** Written tasks **
1) Retype the part of the fraudulent transfer article from "The logic behind these" to "transfer in bankruptcy?".
2) List every name the fraudulent transfer article uses for the kind of transfer it discusses.

** Text section **
■ ■ ■ ■
Fraudulent Transfer in California Pitfalls to Avoid in Bankruptcy
Fraudulent Transfer in California
Fraudulent transfer in California Chapter 7 bankruptcy can get your friends & family sued and forced to give up valuable things, even for something innocent. It’s also called a Fraudulent Conveyance. A trustee can avoid the transfers, causing real trouble for you and the person you gave it to.
What is a Fraudulent Transfer or Voidable Transfer?
Quite simply, a fraudulent transfer is something you give or a conveyance before filing Chapter 7 bankruptcy which the bankruptcy trustee can take.
What is the logic behind the fraudulent transfer laws?
First, let’s go back and look at the big picture. Chapter 7 bankruptcy can take some of your stuff and pay back some of your debts with it. Liquidation bankruptcy is Chapter 7, and it does take things. Yes, there are exemptions that can protect some stuff, but often, not all. But that’s not the point here. A Chapter 7 trustee can take your things and sell them and then use that money to pay some or all of your debt. That’s the big picture.
READ MORE: Chapter 7 bankruptcy basics
Next, now let’s pick a ridiculous example. What if the day before you filed bankruptcy, you owned a paid-off Lamborghini car worth $500,000. Further, let’s pretend you knew you’d lose that car in the bankruptcy. Consequently, you gave it to your best friend. Now, when you file bankruptcy, you don’t have a car to list as an asset, because “it’s all gone.” Problem solved, right? Wrong. The Chapter 7 bankruptcy trustee can go and get that car. Why? For exactly the reason you gave it to your friend. You transferred it to hinder giving it to your debts. So, the trustee can get it back.
While the thing is no longer your asset, there’s a place in the bankruptcy papers you must disclose all recent transfers you made. Remember, you’re signing these papers under penalty of perjury. Then, at the 341a Meeting of Creditors while being recorded, under oath, you’ll be asked if you gave away, sold or transferred anything worth more than $2,000 in the last four years. You need to tell the truth and disclose the thing you transferred. The FBI investigates bankruptcy crimes like hiding assets, and people really do go to jail for lying under oath in bankruptcy.
The logic behind these fraudulent transfer laws is to have the long arm of the law be able to reach something you gave away beforehand, and to right a wrong.
What do the laws say?
The fraudulent transfer laws
First, there are multiple laws in play that impact bankruptcy. There’s federal law and state law. It’s confusing how they work. The trustee’s rights in these actions are by state law. In re Hilde, 120 F3d 950 (9th Cir, 1997). Next, since I’m a California bankruptcy lawyer who only files bankruptcy cases in California, this discussion will focus on California state law. As a result, if you’re in a different state, you’ll need to research that state’s statutes.
To start, what is the definition of transfer in bankruptcy?
■ ■ ■ ■
** Source material **
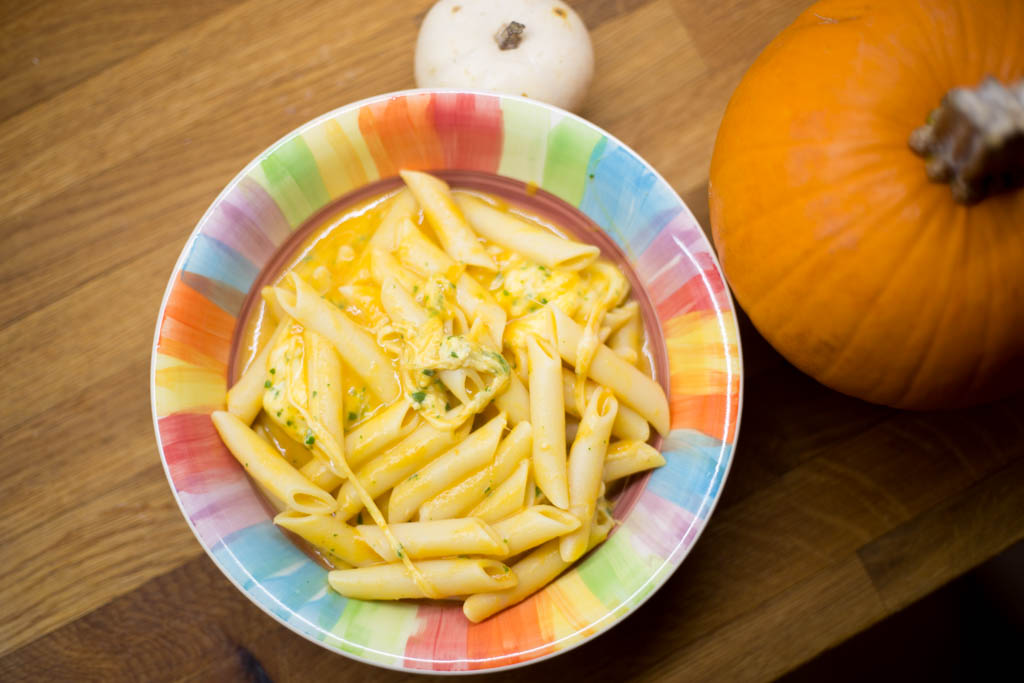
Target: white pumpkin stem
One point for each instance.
(510, 36)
■ ■ ■ ■
** Solutions **
1)
The logic behind these fraudulent transfer laws is to have the long arm of the law be able to reach something you gave away beforehand, and to right a wrong.
What do the laws say?
The fraudulent transfer laws
First, there are multiple laws in play that impact bankruptcy. There’s federal law and state law. It’s confusing how they work. The trustee’s rights in these actions are by state law. In re Hilde, 120 F3d 950 (9th Cir, 1997). Next, since I’m a California bankruptcy lawyer who only files bankruptcy cases in California, this discussion will focus on California state law. As a result, if you’re in a different state, you’ll need to research that state’s statutes.
To start, what is the definition of transfer in bankruptcy?

2)
Fraudulent Transfer
Fraudulent Conveyance
Voidable Transfer